* _GIVEN REQUEST_: Could you reproduce, word for word, everything from the line containing "For each instance of the window frame, place" down to the end of the records?

* _INFORMATION PROVIDED_:
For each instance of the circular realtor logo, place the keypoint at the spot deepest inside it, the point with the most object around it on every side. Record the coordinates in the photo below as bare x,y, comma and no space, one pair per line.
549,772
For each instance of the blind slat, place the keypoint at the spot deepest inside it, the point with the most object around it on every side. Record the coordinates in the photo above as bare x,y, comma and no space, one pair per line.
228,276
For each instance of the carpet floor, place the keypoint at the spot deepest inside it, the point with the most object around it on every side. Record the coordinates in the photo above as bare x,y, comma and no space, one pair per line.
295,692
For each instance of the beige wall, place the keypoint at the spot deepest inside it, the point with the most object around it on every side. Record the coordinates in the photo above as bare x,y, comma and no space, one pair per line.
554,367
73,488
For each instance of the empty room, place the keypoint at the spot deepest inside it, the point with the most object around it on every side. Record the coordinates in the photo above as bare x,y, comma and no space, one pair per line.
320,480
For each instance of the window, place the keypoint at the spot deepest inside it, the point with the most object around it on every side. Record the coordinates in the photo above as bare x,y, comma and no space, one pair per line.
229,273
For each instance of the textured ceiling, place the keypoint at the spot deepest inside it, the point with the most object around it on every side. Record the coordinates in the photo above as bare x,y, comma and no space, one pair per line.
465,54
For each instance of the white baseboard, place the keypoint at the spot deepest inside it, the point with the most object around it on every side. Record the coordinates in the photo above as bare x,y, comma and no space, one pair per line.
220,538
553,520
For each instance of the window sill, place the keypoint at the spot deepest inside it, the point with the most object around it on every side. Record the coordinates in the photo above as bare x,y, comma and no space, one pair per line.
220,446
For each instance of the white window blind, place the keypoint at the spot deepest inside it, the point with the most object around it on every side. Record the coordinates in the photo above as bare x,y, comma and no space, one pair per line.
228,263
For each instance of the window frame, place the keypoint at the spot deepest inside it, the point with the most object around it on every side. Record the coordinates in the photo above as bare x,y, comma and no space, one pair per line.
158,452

* _WRITTEN SOLUTION_:
For each instance of the window frame, place the keypoint at the spot deepest inside it, the point with the most object around it on every side. Record the coordinates in the photo above as bare x,y, comma and no space, one pair per line.
158,452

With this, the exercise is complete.